═══ Data listing ═══

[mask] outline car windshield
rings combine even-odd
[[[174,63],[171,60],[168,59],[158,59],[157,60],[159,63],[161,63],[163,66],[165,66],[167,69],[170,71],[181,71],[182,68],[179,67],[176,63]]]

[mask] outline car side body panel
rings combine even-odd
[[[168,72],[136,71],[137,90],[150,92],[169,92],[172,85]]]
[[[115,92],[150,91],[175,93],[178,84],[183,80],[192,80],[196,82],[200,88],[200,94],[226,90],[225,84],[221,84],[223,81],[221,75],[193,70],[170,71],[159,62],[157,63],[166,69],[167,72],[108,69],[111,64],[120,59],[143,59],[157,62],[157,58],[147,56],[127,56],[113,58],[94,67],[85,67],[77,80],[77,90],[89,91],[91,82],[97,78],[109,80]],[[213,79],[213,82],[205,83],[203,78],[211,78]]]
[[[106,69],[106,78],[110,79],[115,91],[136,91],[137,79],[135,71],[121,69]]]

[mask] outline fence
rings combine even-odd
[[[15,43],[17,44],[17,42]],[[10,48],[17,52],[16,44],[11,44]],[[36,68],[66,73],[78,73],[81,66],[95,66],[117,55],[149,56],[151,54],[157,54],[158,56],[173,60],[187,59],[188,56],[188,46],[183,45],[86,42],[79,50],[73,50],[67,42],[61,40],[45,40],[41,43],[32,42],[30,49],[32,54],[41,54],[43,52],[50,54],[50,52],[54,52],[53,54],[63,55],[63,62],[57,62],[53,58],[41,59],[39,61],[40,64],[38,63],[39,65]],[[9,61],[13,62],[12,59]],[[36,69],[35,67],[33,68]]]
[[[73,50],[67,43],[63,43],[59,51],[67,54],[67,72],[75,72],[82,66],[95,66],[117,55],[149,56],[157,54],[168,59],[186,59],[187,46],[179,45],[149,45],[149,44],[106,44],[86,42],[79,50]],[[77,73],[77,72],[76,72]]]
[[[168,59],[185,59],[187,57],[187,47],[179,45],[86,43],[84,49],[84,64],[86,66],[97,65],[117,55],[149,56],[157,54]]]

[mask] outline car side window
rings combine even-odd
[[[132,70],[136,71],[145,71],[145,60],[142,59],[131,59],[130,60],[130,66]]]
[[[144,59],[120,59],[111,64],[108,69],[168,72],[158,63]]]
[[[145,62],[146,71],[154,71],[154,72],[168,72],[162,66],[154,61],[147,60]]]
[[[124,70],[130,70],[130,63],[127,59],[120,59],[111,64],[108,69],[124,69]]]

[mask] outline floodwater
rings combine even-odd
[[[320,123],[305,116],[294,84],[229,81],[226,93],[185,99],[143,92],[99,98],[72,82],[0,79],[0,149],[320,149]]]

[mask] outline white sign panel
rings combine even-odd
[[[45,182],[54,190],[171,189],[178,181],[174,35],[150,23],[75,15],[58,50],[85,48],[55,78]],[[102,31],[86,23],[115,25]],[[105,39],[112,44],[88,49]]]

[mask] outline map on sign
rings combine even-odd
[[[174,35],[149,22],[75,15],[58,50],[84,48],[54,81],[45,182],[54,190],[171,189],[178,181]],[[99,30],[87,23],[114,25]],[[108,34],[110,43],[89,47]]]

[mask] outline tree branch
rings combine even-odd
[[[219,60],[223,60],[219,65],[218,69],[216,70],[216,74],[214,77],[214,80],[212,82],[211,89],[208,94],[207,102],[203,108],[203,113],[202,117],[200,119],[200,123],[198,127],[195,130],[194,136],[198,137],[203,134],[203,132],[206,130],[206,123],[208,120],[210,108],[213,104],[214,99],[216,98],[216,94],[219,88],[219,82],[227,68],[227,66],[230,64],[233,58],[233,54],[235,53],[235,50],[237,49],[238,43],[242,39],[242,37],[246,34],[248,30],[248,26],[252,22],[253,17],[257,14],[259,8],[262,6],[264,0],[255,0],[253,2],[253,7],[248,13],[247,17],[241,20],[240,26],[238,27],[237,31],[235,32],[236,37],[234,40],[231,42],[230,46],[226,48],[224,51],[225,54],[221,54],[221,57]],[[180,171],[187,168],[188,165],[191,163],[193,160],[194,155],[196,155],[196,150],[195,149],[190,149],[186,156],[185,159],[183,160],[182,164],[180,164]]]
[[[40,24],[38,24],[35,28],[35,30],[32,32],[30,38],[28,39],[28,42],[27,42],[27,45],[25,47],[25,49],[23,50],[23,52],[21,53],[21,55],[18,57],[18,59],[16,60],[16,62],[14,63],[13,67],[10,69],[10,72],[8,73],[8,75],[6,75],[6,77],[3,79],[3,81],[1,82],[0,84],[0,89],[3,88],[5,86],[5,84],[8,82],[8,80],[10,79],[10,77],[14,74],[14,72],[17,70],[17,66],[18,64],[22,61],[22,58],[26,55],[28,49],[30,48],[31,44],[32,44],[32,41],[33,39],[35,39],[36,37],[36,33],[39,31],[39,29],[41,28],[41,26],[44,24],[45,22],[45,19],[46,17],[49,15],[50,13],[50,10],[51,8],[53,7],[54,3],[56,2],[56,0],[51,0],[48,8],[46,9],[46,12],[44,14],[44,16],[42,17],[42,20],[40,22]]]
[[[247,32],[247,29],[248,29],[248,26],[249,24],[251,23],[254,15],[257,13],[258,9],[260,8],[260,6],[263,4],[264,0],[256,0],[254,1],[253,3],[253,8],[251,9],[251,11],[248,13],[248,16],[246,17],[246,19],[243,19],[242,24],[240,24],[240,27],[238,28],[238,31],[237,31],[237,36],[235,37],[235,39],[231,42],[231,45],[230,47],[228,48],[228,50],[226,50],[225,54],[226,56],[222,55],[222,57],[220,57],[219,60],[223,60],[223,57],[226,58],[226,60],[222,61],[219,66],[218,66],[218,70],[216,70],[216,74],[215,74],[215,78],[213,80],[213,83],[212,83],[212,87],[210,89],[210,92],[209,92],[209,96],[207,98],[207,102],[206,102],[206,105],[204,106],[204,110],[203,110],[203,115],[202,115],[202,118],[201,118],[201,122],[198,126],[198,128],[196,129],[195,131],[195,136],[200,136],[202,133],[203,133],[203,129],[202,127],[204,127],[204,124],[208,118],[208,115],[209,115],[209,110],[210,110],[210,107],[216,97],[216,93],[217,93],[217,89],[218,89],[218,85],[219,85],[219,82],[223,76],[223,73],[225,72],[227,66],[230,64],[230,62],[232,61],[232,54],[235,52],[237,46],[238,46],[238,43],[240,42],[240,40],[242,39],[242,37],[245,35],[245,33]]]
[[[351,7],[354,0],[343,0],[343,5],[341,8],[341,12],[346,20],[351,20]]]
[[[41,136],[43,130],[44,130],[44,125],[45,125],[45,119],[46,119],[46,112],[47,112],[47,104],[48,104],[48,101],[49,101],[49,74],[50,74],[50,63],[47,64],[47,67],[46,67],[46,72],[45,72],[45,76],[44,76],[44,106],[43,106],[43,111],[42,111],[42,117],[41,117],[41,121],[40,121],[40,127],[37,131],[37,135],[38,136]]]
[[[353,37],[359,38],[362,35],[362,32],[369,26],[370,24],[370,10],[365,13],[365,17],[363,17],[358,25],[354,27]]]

═══

**Action item:** Once the records are read, print each of them exactly as written.

**Task result:**
[mask] outline car windshield
rings combine even-odd
[[[174,63],[171,60],[168,59],[158,59],[157,60],[159,63],[161,63],[163,66],[165,66],[167,69],[170,71],[181,71],[182,68],[179,67],[176,63]]]

[mask] outline car side body panel
rings combine even-odd
[[[168,72],[136,71],[137,90],[150,92],[169,92],[172,85]]]
[[[115,92],[150,91],[175,93],[178,84],[183,80],[192,80],[196,82],[200,88],[200,94],[226,90],[225,84],[221,84],[223,81],[221,75],[193,70],[170,71],[159,62],[157,63],[166,69],[167,72],[108,69],[111,64],[120,59],[143,59],[157,62],[157,58],[147,56],[127,56],[113,58],[94,67],[85,67],[77,80],[77,90],[89,91],[91,82],[97,78],[109,80]],[[213,79],[213,82],[205,83],[203,78],[211,78]]]
[[[106,69],[106,78],[110,79],[115,91],[136,91],[137,79],[135,71],[121,69]]]

[mask] outline fence
rings combine even-odd
[[[15,43],[17,44],[17,42]],[[10,48],[17,52],[16,44],[11,44]],[[36,68],[66,73],[78,73],[81,66],[95,66],[117,55],[149,56],[151,54],[157,54],[158,56],[173,60],[187,59],[188,56],[188,46],[183,45],[86,42],[79,50],[73,50],[67,42],[61,40],[45,40],[41,43],[32,42],[30,49],[32,54],[41,54],[43,52],[50,54],[50,52],[54,52],[53,54],[63,55],[63,62],[57,62],[53,58],[41,59],[39,61],[40,64],[38,63],[39,65]],[[9,61],[13,62],[12,59]],[[36,69],[35,67],[33,68]]]
[[[73,50],[67,43],[63,43],[59,51],[67,54],[67,72],[75,72],[82,66],[95,66],[117,55],[149,56],[157,54],[168,59],[186,59],[187,46],[179,45],[149,45],[149,44],[106,44],[86,42],[79,50]],[[77,73],[77,72],[76,72]]]
[[[168,59],[185,59],[187,57],[187,47],[179,45],[86,43],[84,49],[84,64],[86,66],[97,65],[117,55],[149,56],[157,54]]]

[mask] outline car side window
rings combine even-odd
[[[132,70],[136,71],[145,71],[145,60],[142,59],[131,59],[130,60],[130,66]]]
[[[144,59],[120,59],[111,64],[108,69],[168,72],[158,63]]]
[[[145,62],[146,71],[154,71],[154,72],[168,72],[162,66],[154,61],[147,60]]]
[[[124,70],[130,70],[130,63],[127,59],[120,59],[111,64],[108,69],[124,69]]]

[mask] outline floodwater
rings combine even-odd
[[[320,123],[305,116],[294,84],[229,81],[226,93],[185,99],[143,92],[99,98],[72,82],[0,79],[0,149],[320,149]]]

[mask] outline white sign panel
rings combine even-odd
[[[45,182],[54,190],[171,189],[178,181],[174,35],[150,23],[75,15],[58,50],[85,48],[55,78]],[[102,31],[86,23],[115,25]],[[105,39],[112,44],[88,49]]]

[mask] outline map on sign
rings combine even-odd
[[[174,35],[149,22],[75,15],[58,50],[84,48],[54,81],[45,182],[54,190],[171,189],[178,181]],[[99,30],[87,23],[114,25]],[[108,34],[110,43],[89,47]]]

[mask] outline tree branch
rings combine even-odd
[[[219,60],[223,60],[219,65],[218,69],[216,70],[216,74],[214,77],[214,80],[212,82],[211,89],[208,94],[207,102],[203,108],[203,113],[202,117],[200,119],[200,123],[198,127],[195,130],[194,136],[198,137],[203,134],[203,132],[206,130],[206,123],[208,120],[210,108],[213,104],[214,99],[216,98],[216,94],[219,88],[219,82],[227,68],[227,66],[230,64],[233,58],[233,54],[235,53],[235,50],[237,49],[238,43],[242,39],[242,37],[246,34],[248,30],[248,26],[252,22],[253,17],[257,14],[259,8],[262,6],[264,0],[255,0],[253,2],[253,7],[248,13],[247,17],[241,20],[240,26],[238,27],[237,31],[235,32],[236,37],[234,40],[231,42],[230,46],[226,48],[224,51],[225,54],[221,54],[221,57]],[[180,171],[187,168],[188,165],[191,163],[193,160],[194,155],[196,155],[196,150],[195,149],[190,149],[186,156],[185,159],[183,160],[182,164],[180,164]]]
[[[40,24],[38,24],[35,28],[35,30],[32,32],[30,38],[28,39],[28,42],[27,42],[27,45],[25,47],[25,49],[23,50],[23,52],[21,53],[21,55],[18,57],[18,59],[16,60],[16,62],[14,63],[13,67],[10,69],[10,72],[8,73],[8,75],[6,75],[6,77],[3,79],[3,81],[1,82],[0,84],[0,89],[3,88],[5,86],[5,84],[8,82],[8,80],[10,79],[10,77],[14,74],[14,72],[17,70],[17,66],[18,64],[22,61],[22,58],[26,55],[28,49],[30,48],[31,44],[32,44],[32,41],[33,39],[35,39],[36,37],[36,33],[39,31],[39,29],[41,28],[41,26],[44,24],[45,22],[45,19],[46,17],[49,15],[50,13],[50,10],[51,8],[53,7],[54,3],[56,2],[56,0],[51,0],[48,8],[46,9],[46,12],[44,14],[44,16],[42,17],[42,20],[40,22]]]
[[[247,32],[247,29],[248,29],[248,26],[249,24],[251,23],[254,15],[257,13],[258,9],[260,8],[260,6],[263,4],[264,0],[256,0],[254,1],[253,3],[253,8],[251,9],[251,11],[248,13],[248,16],[246,17],[246,19],[243,19],[242,24],[240,24],[240,27],[238,28],[238,31],[237,31],[237,36],[235,37],[235,39],[231,42],[231,45],[230,47],[228,48],[228,50],[226,50],[225,54],[226,56],[222,55],[222,57],[220,57],[219,60],[223,60],[223,57],[226,58],[226,60],[222,61],[219,66],[218,66],[218,70],[216,70],[216,74],[215,74],[215,78],[213,80],[213,83],[212,83],[212,87],[210,89],[210,92],[209,92],[209,96],[207,98],[207,102],[206,102],[206,105],[204,106],[204,110],[203,110],[203,115],[202,115],[202,118],[201,118],[201,122],[198,126],[198,128],[196,129],[195,131],[195,136],[200,136],[202,133],[203,133],[203,129],[202,127],[204,127],[204,124],[208,118],[208,115],[209,115],[209,110],[210,110],[210,107],[216,97],[216,93],[217,93],[217,89],[218,89],[218,85],[219,85],[219,82],[223,76],[223,73],[225,72],[227,66],[230,64],[230,62],[232,61],[232,54],[235,52],[237,46],[238,46],[238,43],[240,42],[240,40],[242,39],[242,37],[245,35],[245,33]]]
[[[351,7],[354,0],[343,0],[343,5],[341,8],[341,12],[346,20],[351,20]]]
[[[41,136],[43,130],[44,130],[44,125],[45,125],[45,119],[46,119],[46,112],[47,112],[47,104],[48,104],[48,101],[49,101],[49,74],[50,74],[50,63],[47,64],[47,67],[46,67],[46,72],[45,72],[45,76],[44,76],[44,106],[43,106],[43,111],[42,111],[42,117],[41,117],[41,121],[40,121],[40,127],[37,131],[37,135],[38,136]]]
[[[353,37],[359,38],[362,35],[362,32],[369,26],[370,24],[370,10],[365,13],[365,17],[363,17],[358,25],[354,27]]]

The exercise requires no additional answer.